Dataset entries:
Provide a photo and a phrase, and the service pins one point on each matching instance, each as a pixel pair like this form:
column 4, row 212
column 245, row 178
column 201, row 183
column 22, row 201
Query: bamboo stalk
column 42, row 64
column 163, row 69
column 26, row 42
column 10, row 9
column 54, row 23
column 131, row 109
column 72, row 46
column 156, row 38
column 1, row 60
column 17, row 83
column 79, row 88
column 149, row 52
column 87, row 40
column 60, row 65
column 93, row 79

» Exercise aim
Every entry must be duplicated exactly as it was written.

» Solved exercise
Provide a photo and a phrase, and the service pins one point on each matching instance, each as a pixel pair like this form:
column 4, row 212
column 245, row 178
column 201, row 183
column 22, row 201
Query: bamboo stalk
column 42, row 64
column 163, row 69
column 26, row 42
column 10, row 9
column 54, row 23
column 131, row 109
column 72, row 46
column 156, row 38
column 1, row 60
column 17, row 83
column 79, row 88
column 149, row 52
column 87, row 40
column 60, row 65
column 93, row 79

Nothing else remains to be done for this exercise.